GIVEN EXERCISE.
Put each line of the listing below into a Markdown table with the columns Row and Line, numbering the rows and leaving out blank lines. Don't include the pictures.

(Region annotation entries)
"""

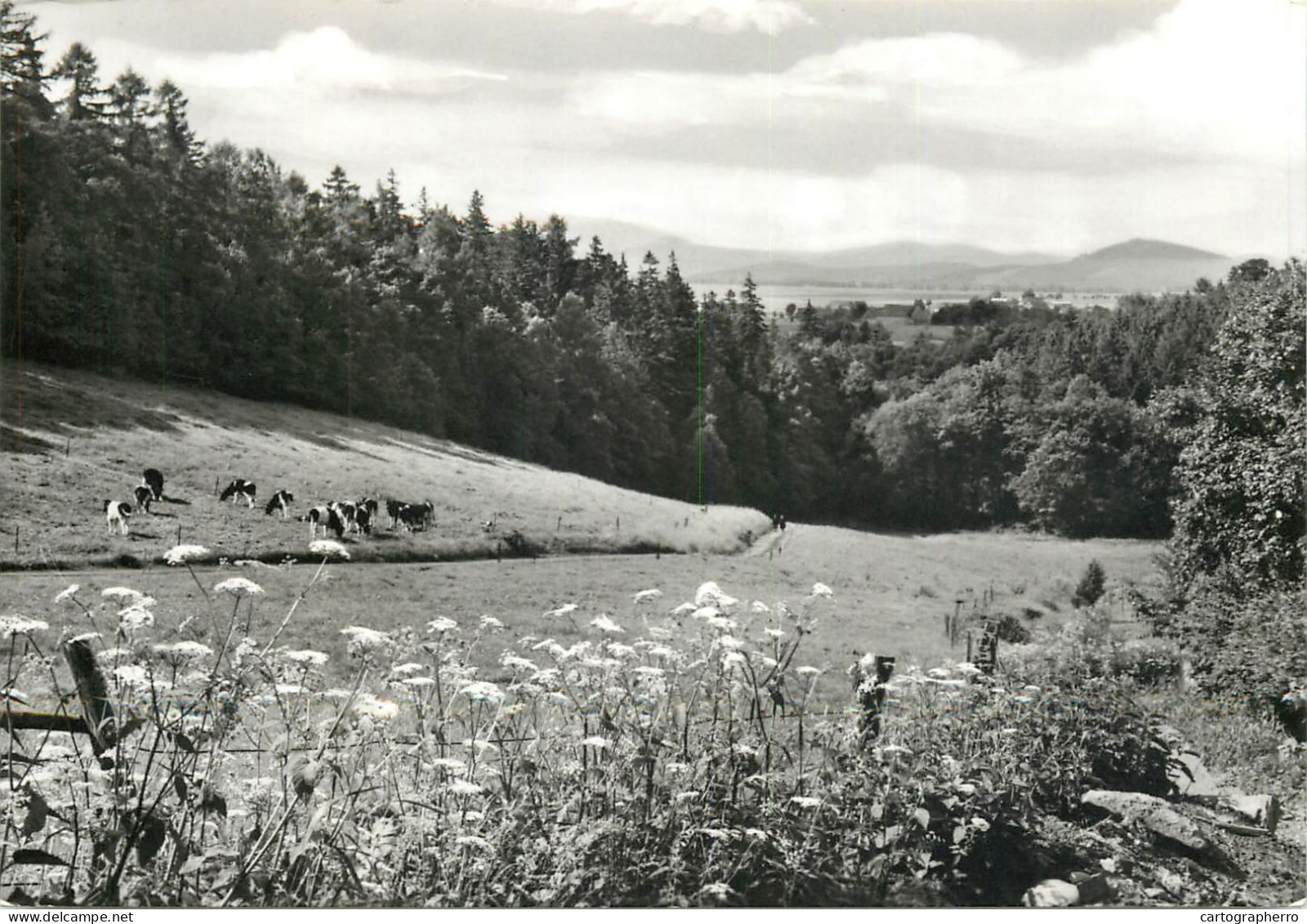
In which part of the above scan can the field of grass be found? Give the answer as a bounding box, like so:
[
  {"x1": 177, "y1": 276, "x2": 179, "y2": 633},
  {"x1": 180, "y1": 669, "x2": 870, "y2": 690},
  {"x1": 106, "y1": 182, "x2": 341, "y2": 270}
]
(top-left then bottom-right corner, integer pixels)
[
  {"x1": 0, "y1": 362, "x2": 769, "y2": 569},
  {"x1": 4, "y1": 524, "x2": 1155, "y2": 708}
]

"""

SOLUTION FOR THIS EXERCISE.
| Row | Line |
|---|---|
| 1 | In which part of the above scan can the field of grass be found? Give the answer as a bounding box, like so: |
| 2 | [ |
| 3 |   {"x1": 177, "y1": 276, "x2": 179, "y2": 633}, |
| 4 |   {"x1": 180, "y1": 669, "x2": 870, "y2": 690}, |
| 5 |   {"x1": 106, "y1": 182, "x2": 341, "y2": 270} |
| 6 | ] |
| 7 | (top-left then bottom-right corner, integer pixels) |
| 8 | [ |
| 9 |   {"x1": 0, "y1": 362, "x2": 769, "y2": 569}, |
| 10 |   {"x1": 4, "y1": 524, "x2": 1155, "y2": 708} |
| 11 | ] |